Passage for review:
- A bill introduced last week in the Senate would prevent negative information from reaching credit reports for at least four months.
- Similar proposals are circulating in the House.
- U.S. regulators have urged banks to work with their customers on financial relief.
As the U.S. economy skids and many Americans scramble to make ends meet during the coronavirus pandemic, one casualty may be credit scores. Some congressional lawmakers want to prevent that.
A Senate bill introduced last week would prevent negative information from reaching your credit report for at least four months, as the nation continues battling the economic fallout caused from the spread of the new coronavirus, or COVID-19. There are similar proposals to protect credit scores circulating in the House, as well.
"During these uncertain economic times, Americans shouldn't have to worry about their credit scores as they work to make ends meet," said the Senate bill's cosponsor, Sen. Sherrod Brown, D-Ohio, in a statement.
While credit experts say such legislation faces an uphill battle — lenders rely on those scores to accurately assess how risky a consumer is — it's worth knowing how the various moves you make to remain afloat could impact your credit score and, in turn, your access to loans or credit down the road.
"I'm sure lots of people are charging up their credit cards buying food and supplies," said Al Bingham, a credit expert and author of "The Road to 850."

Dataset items
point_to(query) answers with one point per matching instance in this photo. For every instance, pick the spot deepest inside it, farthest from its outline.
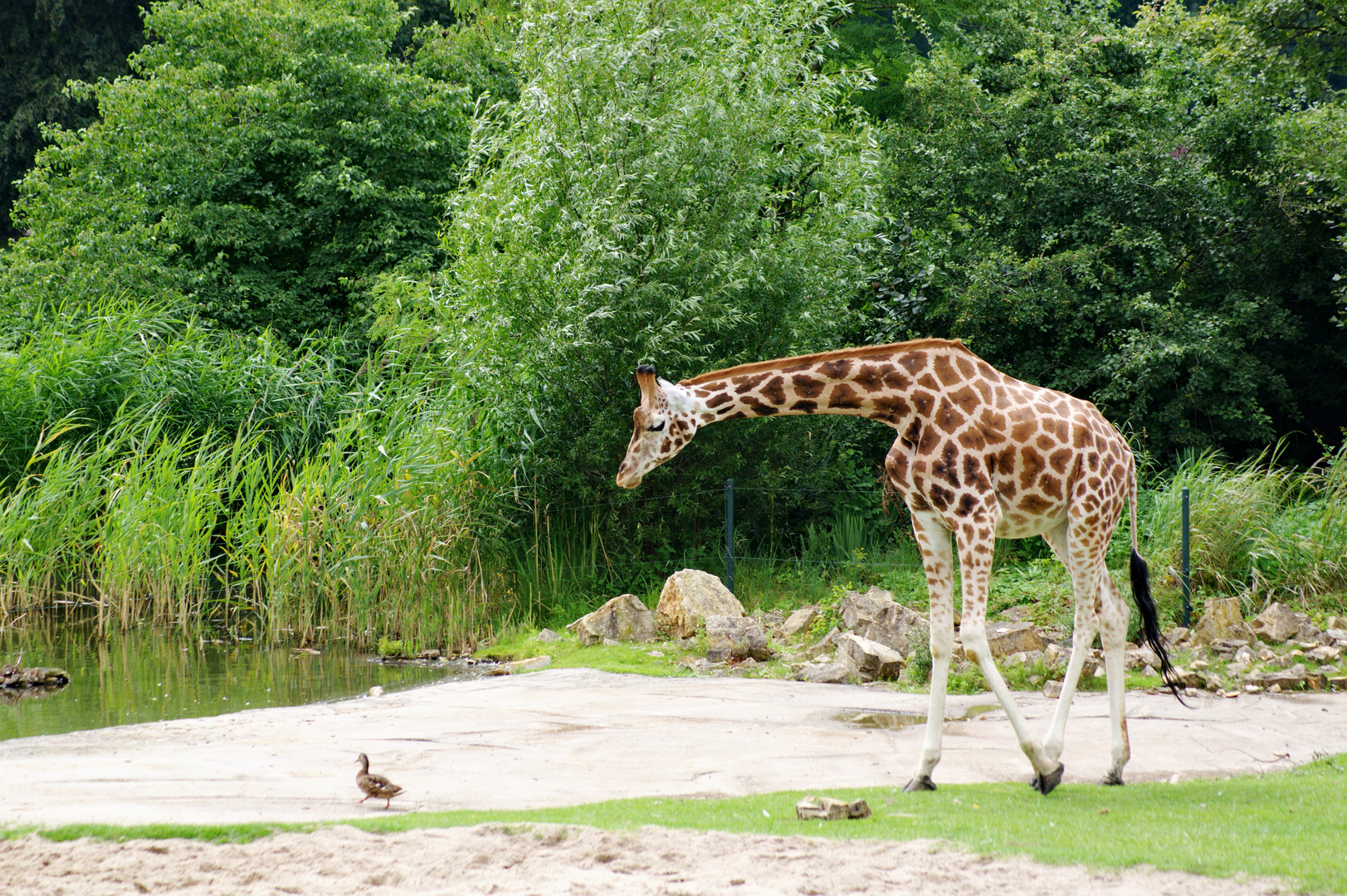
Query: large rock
(735, 636)
(822, 673)
(622, 619)
(799, 621)
(1222, 621)
(689, 597)
(869, 660)
(1286, 678)
(1005, 639)
(1279, 623)
(879, 617)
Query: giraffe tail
(1146, 604)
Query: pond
(149, 673)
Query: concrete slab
(574, 736)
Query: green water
(149, 674)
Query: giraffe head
(661, 425)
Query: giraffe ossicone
(979, 455)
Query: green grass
(1286, 825)
(569, 654)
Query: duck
(375, 786)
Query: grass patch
(569, 652)
(118, 833)
(1286, 825)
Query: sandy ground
(574, 736)
(559, 859)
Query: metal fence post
(729, 535)
(1187, 569)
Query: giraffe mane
(857, 353)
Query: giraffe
(979, 455)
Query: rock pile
(876, 637)
(622, 619)
(1277, 651)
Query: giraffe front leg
(938, 559)
(975, 548)
(1082, 637)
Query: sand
(547, 859)
(573, 736)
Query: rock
(700, 665)
(1005, 639)
(822, 673)
(1288, 678)
(1279, 623)
(857, 606)
(531, 665)
(622, 619)
(1140, 658)
(735, 636)
(1230, 645)
(868, 660)
(1222, 621)
(876, 616)
(17, 677)
(1325, 654)
(800, 620)
(1188, 678)
(689, 597)
(823, 645)
(830, 810)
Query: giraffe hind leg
(934, 539)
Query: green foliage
(668, 187)
(1096, 209)
(266, 162)
(81, 368)
(43, 43)
(1257, 528)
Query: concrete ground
(574, 736)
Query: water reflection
(149, 674)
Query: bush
(264, 162)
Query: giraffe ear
(646, 382)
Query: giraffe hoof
(1044, 783)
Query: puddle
(891, 720)
(151, 674)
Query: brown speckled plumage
(375, 786)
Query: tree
(46, 43)
(671, 187)
(266, 163)
(1110, 212)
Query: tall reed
(1258, 528)
(383, 531)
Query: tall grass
(1257, 528)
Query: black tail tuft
(1150, 621)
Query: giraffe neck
(873, 387)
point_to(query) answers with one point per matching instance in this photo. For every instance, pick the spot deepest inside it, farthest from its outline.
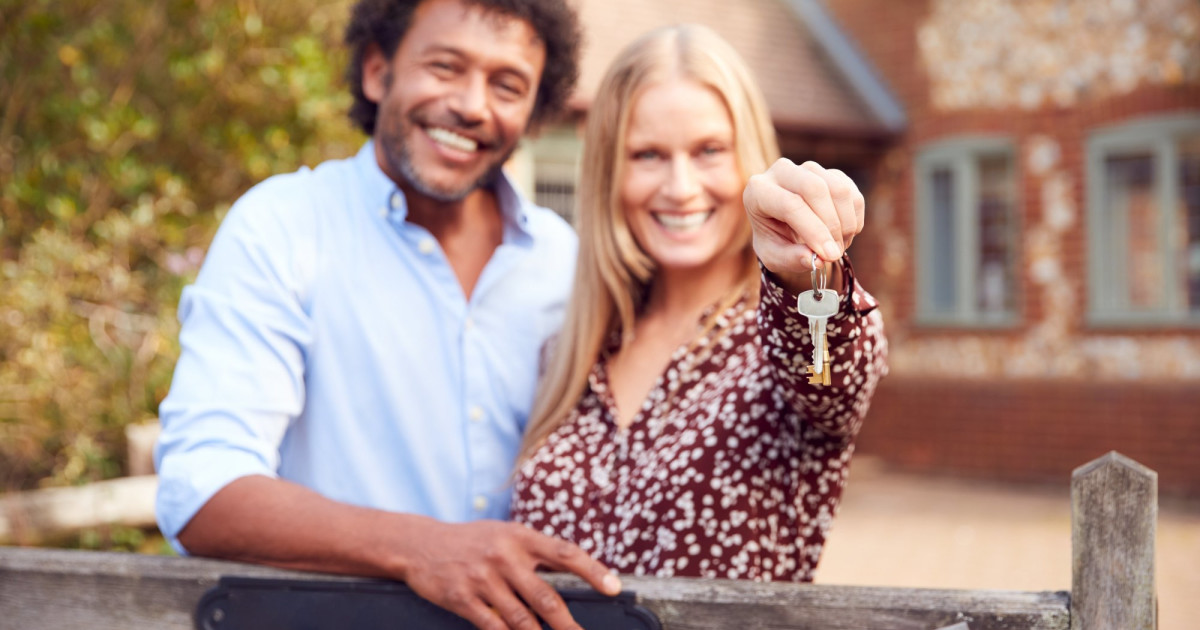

What you need to do:
- a) In the credit scores article, can you repeat the part that opens with the words containing "- U.S. regulators" and closes with "to prevent that.", replacing "banks" with "lenders"?
- b) Can you condense the paragraph of the credit scores article that begins "While credit experts say such legislation" into two sentences, keeping its main facts?
- c) How would the article on credit scores during the pandemic go on after its final sentence?

Answers for the exercise:
- a)
- U.S. regulators have urged lenders to work with their customers on financial relief.
As the U.S. economy skids and many Americans scramble to make ends meet during the coronavirus pandemic, one casualty may be credit scores. Some congressional lawmakers want to prevent that.

- b) Credit experts say such legislation faces an uphill battle, since lenders rely on credit scores to accurately assess how risky a consumer is. Even so, it's worth knowing how the moves you make to stay afloat could affect your credit score and, in turn, your later access to loans or credit.

- c)
"And in the next couple of weeks, we'll see what lenders decide to do" to provide relief to borrowers who may fall behind on loan payments, Bingham said.
Late Sunday, U.S. regulators urged banks to work with their customers as economic conditions deteriorate and congressional lawmakers move to bring relief to struggling households. Some financial institutions already are offering various forms of assistance to consumers, including fee waivers for late payments or suspension of payments.
U.S. consumers are shouldering more than $14.1 trillion in debt, according to year-end 2019 data from the Federal Reserve Bank of New York. The amount is at least $1.3 trillion higher than the previous peak of nearly $12.7 trillion in the third quarter of 2008.
Bingham said if you do explore options with your bank to defer or lower payments, make sure you know exactly what you're agreeing to and how it will affect your credit report and score. In the wake of the 2008 financial crisis, some lenders allowed consumers to skip mortgage payments.
"Those missed payments were reported to the credit bureaus," Bingham said. "Anything that changes your payment agreement — whether a forbearance or modification — they have a right to put it on your credit report."
Generally speaking, a forbearance involves the lender agreeing to suspend or reduce payments for a set term. A loan modification is permanent (and forbearance may lead to it).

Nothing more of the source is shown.